(Task description) Please transcribe the data that follows without the pictures, keeping every word the same.

Data extracted from a collection
※

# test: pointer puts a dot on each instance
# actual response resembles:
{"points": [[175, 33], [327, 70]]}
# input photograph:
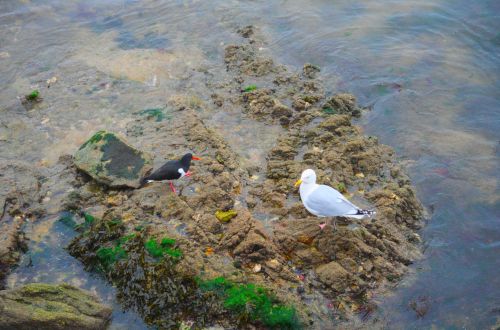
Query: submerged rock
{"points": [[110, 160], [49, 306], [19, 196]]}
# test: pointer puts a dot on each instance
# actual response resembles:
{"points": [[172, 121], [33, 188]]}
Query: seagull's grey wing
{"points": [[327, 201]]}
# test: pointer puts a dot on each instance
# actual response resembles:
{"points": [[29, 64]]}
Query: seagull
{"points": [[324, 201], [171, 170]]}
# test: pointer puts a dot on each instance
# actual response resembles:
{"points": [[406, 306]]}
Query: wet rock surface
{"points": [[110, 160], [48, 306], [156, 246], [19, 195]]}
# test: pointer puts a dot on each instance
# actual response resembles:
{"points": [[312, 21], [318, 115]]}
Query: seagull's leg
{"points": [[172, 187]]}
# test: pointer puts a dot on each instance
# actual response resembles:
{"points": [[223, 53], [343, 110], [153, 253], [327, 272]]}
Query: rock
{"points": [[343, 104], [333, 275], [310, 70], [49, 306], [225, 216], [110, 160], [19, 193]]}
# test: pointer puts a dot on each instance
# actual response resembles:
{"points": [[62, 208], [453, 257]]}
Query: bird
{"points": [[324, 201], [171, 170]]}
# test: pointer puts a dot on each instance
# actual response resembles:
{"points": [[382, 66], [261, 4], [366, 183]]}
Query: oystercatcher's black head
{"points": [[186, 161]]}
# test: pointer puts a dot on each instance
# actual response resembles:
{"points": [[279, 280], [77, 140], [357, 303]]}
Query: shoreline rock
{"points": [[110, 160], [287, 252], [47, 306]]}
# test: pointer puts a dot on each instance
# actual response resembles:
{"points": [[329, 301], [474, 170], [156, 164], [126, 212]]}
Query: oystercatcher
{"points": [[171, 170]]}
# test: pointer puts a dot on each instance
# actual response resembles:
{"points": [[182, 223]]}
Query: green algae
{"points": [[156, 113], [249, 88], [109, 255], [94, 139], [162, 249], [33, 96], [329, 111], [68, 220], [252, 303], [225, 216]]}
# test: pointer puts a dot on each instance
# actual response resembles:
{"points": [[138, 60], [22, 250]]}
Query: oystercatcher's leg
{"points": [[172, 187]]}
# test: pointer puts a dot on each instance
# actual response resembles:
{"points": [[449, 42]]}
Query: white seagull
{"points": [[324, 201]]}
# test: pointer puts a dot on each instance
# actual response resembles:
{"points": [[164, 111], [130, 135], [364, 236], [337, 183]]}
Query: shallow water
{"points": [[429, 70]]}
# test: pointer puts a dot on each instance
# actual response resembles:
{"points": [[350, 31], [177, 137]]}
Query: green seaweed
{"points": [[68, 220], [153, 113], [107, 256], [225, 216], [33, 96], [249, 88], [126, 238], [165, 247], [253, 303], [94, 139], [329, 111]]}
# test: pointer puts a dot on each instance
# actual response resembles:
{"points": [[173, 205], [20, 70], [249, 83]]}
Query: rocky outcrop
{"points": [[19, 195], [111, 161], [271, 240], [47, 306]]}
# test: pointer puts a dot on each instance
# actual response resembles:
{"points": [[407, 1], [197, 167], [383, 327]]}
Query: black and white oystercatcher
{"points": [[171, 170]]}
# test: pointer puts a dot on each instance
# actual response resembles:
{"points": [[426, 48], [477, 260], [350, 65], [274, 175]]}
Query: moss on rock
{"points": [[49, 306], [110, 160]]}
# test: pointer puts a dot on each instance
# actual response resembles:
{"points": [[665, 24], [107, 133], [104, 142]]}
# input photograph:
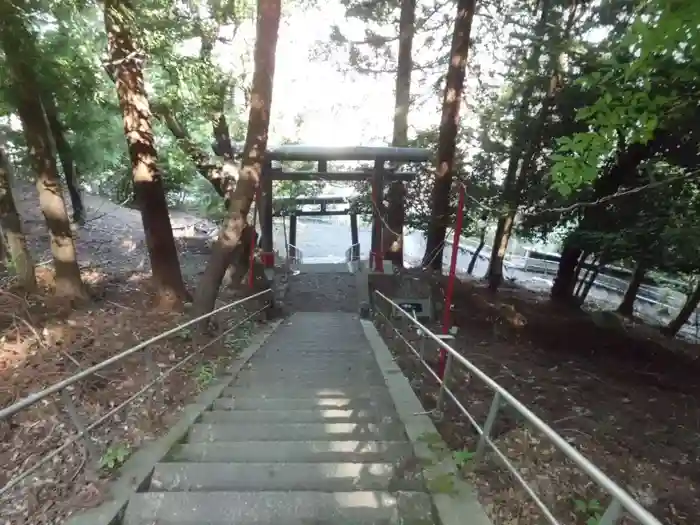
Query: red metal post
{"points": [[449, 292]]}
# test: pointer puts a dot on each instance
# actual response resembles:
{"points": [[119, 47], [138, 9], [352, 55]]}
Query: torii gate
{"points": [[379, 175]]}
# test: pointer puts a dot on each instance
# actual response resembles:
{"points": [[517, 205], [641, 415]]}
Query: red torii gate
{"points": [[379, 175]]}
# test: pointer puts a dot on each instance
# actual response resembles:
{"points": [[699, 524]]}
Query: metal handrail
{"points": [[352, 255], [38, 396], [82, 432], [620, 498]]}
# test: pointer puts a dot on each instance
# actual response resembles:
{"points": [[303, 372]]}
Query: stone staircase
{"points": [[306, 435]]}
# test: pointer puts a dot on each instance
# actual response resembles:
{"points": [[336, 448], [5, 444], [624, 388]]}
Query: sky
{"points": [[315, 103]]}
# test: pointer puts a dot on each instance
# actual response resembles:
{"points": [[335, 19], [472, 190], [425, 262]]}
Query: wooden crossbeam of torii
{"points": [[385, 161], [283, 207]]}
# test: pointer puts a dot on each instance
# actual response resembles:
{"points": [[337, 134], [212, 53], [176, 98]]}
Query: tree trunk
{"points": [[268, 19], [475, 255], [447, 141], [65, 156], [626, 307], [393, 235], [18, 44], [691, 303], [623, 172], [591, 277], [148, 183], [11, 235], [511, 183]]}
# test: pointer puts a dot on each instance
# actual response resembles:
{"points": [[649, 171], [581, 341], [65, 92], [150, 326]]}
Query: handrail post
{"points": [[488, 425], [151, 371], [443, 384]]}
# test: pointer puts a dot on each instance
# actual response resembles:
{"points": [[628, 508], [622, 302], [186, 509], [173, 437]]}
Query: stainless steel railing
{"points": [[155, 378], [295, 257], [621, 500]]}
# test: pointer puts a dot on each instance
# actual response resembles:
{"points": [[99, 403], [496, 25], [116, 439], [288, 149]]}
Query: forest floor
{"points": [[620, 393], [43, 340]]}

※

(Solution)
# test: pointer puts a dot on each instance
# actual response resembles:
{"points": [[175, 33], [327, 70]]}
# input photograph:
Query: submerged rock
{"points": [[110, 160], [49, 306], [19, 196]]}
# test: pointer puts a dot on each instance
# actual response resembles:
{"points": [[172, 121], [33, 188]]}
Query: seagull's grey wing
{"points": [[327, 201]]}
# test: pointer puts a dot on each instance
# actual response resembles:
{"points": [[29, 64]]}
Query: seagull
{"points": [[324, 201], [171, 170]]}
# test: pointer puts a dot on each instance
# actual response resembles:
{"points": [[406, 306]]}
Query: wet rock surface
{"points": [[110, 160], [48, 306], [156, 246], [19, 195]]}
# test: pointer puts a dot on each instance
# actual response resembles:
{"points": [[312, 21], [318, 115]]}
Query: seagull's leg
{"points": [[172, 187]]}
# test: pointer puts a dot on each instance
# actual response resembles:
{"points": [[223, 53], [343, 110], [153, 253], [327, 272]]}
Query: rock
{"points": [[343, 104], [333, 275], [310, 70], [49, 306], [225, 216], [110, 160], [19, 193]]}
# test: pointer puts a dot on each instance
# actual response resembles:
{"points": [[62, 208], [453, 257]]}
Query: bird
{"points": [[324, 201], [171, 170]]}
# test: pointer puts a dot on each instance
# actual response resembles:
{"points": [[382, 66], [261, 4], [366, 183]]}
Query: oystercatcher's black head
{"points": [[186, 161]]}
# test: pointer puts a dot on each instance
# actual response resembles:
{"points": [[279, 280], [77, 140], [357, 303]]}
Query: shoreline rock
{"points": [[110, 160], [287, 252], [47, 306]]}
# test: pointer puts a dot on each instance
# actual response resembles:
{"points": [[329, 301], [474, 170], [156, 164], [126, 212]]}
Query: oystercatcher
{"points": [[171, 170]]}
# test: pointer puts a dot on each instance
# actual response resembles:
{"points": [[182, 223]]}
Query: green algae
{"points": [[156, 113], [249, 88], [109, 255], [94, 139], [162, 249], [33, 96], [329, 111], [68, 220], [252, 303], [225, 216]]}
# test: pointer puts a dot on each instance
# actual response resembles:
{"points": [[138, 60], [22, 250]]}
Query: oystercatcher's leg
{"points": [[172, 187]]}
# test: pointer puts a dot on each instance
# actual response resembles:
{"points": [[449, 42]]}
Query: white seagull
{"points": [[324, 201]]}
# test: pointer puts a dot on each instance
# actual response resembles:
{"points": [[164, 111], [130, 135], [364, 236], [337, 183]]}
Query: shallow water
{"points": [[429, 70]]}
# test: pointer puts a dot on each instance
# actual response resembles:
{"points": [[350, 31], [177, 137]]}
Query: green seaweed
{"points": [[68, 220], [153, 113], [107, 256], [225, 216], [33, 96], [249, 88], [126, 238], [165, 247], [253, 303], [94, 139], [329, 111]]}
# test: pointer puts a dot on each instance
# actual response resembles:
{"points": [[173, 205], [20, 70], [249, 83]]}
Query: rocky outcrop
{"points": [[19, 195], [111, 161], [271, 240], [47, 306]]}
# test: pointer puts a dot on each instance
# actual response resembles:
{"points": [[407, 1], [197, 167], [383, 327]]}
Query: black and white oystercatcher
{"points": [[171, 170]]}
# test: pointer puts a dot on each instance
# actual response resembles:
{"points": [[426, 48], [477, 260], [350, 65], [274, 175]]}
Query: moss on rock
{"points": [[49, 306], [110, 160]]}
# test: pointer puts a dot on each instance
# actual response resembles:
{"points": [[665, 24], [107, 133], [104, 142]]}
# input photograph:
Query: red metal post
{"points": [[449, 292]]}
# test: pointer puts a dot on each instance
# actual response resembles:
{"points": [[119, 47], [138, 9], [352, 55]]}
Query: torii gate
{"points": [[379, 175]]}
# test: pointer puts a dot on each instance
# actual response resembles:
{"points": [[517, 205], [641, 415]]}
Query: red torii gate
{"points": [[379, 175]]}
# test: pointer puts a dot on each instance
# actual response resembles:
{"points": [[699, 524]]}
Query: metal handrail
{"points": [[352, 255], [38, 396], [82, 432], [620, 498]]}
# test: pointer puts a dot on each instance
# actual response resembles:
{"points": [[303, 372]]}
Query: stone staircase
{"points": [[306, 435]]}
# test: pointer puts a dot on each instance
# actual response resembles:
{"points": [[336, 448], [5, 444], [624, 388]]}
Query: sky
{"points": [[315, 103]]}
# test: pointer puts a dot on each instance
# actual response resembles:
{"points": [[335, 19], [472, 190], [425, 262]]}
Query: wooden crossbeam of torii
{"points": [[385, 161], [283, 207]]}
# test: pointer puts a dot on each instance
# actual response resembles:
{"points": [[337, 134], [212, 53], [176, 98]]}
Query: tree trunk
{"points": [[268, 19], [475, 255], [447, 141], [65, 156], [626, 307], [393, 235], [18, 44], [691, 303], [623, 172], [591, 277], [148, 183], [11, 235], [511, 183]]}
# test: pointer puts a dot on each instance
# actual response resembles:
{"points": [[649, 171], [581, 341], [65, 92], [150, 326]]}
Query: handrail post
{"points": [[488, 425], [151, 371], [443, 384]]}
# test: pointer puts a dot on each instance
# actual response resembles:
{"points": [[628, 508], [622, 302], [186, 509], [173, 437]]}
Query: stainless steel railing
{"points": [[155, 378], [295, 257], [621, 500]]}
# test: pointer puts a dot on each instance
# actual response resembles:
{"points": [[99, 403], [496, 25], [116, 439], [288, 149]]}
Query: forest floor
{"points": [[620, 393], [43, 340]]}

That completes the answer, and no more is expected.